■ **Exercise aim**: Rescale the entries from the line containing "Reviewer note: every instance of the bird's crown" through the end of the entries, both ends included. Repeat every one of those lines, keeping the wording unchanged. Multiply each coordinate in the answers by 2.45 and round it to the nearest whole number, rounding halves up.

** START Records shown **

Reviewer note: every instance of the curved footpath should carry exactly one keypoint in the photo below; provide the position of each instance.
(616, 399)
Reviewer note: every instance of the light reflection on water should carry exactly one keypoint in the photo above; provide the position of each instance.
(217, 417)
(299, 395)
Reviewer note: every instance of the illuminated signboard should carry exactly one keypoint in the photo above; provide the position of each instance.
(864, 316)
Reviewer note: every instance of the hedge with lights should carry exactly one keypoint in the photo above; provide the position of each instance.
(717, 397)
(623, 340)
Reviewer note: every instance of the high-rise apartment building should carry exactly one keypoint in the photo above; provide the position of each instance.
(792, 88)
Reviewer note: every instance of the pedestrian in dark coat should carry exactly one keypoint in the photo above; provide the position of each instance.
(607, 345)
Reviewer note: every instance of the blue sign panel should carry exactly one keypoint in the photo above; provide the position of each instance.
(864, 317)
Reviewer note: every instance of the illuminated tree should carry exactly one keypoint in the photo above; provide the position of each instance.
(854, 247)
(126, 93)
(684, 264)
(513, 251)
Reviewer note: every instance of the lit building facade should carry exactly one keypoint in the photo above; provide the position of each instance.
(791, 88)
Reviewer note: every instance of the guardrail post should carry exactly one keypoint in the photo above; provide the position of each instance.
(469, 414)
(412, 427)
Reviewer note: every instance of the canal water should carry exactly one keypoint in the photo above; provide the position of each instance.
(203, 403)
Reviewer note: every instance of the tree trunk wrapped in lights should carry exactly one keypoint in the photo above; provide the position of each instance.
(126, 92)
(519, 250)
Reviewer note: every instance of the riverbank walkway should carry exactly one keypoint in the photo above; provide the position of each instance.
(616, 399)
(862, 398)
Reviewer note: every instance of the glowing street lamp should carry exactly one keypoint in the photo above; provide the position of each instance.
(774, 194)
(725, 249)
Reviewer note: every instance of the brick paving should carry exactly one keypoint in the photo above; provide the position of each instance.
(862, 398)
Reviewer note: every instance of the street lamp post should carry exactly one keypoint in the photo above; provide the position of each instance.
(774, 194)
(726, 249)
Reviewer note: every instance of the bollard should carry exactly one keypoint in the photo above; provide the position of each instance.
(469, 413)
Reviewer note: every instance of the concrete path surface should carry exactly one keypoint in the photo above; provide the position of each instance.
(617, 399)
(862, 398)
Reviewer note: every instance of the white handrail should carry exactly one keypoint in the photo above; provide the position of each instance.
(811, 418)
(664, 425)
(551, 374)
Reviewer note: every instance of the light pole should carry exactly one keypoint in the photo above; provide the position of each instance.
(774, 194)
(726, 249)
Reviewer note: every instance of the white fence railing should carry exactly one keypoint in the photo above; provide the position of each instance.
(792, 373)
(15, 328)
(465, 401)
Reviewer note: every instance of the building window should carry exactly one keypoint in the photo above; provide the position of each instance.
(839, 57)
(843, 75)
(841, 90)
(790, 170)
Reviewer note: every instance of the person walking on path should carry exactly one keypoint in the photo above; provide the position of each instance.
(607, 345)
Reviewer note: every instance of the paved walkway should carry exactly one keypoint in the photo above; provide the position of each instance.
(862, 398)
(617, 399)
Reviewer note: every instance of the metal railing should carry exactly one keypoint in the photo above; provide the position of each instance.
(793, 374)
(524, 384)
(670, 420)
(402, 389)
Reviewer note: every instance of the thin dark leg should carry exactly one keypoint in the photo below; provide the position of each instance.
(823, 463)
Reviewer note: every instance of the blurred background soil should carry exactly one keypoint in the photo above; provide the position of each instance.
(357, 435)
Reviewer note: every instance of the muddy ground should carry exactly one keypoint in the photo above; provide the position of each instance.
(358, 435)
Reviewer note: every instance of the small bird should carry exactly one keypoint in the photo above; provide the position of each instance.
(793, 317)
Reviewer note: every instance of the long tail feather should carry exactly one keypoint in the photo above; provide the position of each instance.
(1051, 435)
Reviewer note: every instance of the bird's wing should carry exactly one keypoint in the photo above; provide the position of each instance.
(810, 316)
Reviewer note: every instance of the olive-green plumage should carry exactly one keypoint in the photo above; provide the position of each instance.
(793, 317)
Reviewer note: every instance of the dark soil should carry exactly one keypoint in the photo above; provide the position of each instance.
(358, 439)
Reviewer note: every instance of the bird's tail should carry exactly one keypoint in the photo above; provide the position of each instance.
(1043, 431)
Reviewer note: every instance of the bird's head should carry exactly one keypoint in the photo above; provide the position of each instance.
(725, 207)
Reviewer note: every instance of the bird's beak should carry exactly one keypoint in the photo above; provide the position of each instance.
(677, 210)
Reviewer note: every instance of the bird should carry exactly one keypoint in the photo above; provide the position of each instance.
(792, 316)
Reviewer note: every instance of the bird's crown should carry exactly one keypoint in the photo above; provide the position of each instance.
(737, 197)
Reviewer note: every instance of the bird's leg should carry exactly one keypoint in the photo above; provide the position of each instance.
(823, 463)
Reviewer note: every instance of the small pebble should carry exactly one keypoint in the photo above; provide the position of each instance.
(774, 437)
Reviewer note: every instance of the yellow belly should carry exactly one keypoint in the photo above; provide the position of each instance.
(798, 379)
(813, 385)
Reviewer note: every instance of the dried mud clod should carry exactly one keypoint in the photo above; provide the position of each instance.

** END Records shown **

■ **Problem solution**:
Reviewer note: every instance of the bird's crown should carry exactly one keypoint in the photo above; provide the position of each instance.
(1806, 483)
Reviewer note: every instance of the bird's leg should carry exactly one keypoint in the photo above; provide the position of each instance.
(2016, 1134)
Reviewer note: every instance of the small pebble should carry exactly one keypoint in the photo above; provide the position of each instance.
(1896, 1071)
Reviewer note: every instance of the yellow belly should carry exactly one keypoint in the photo above; provide the position of each instance.
(1955, 929)
(1992, 943)
Reviewer note: every instance of the dried mud clod should carry exactly one keypoint in the photo above; provide the position of each instance.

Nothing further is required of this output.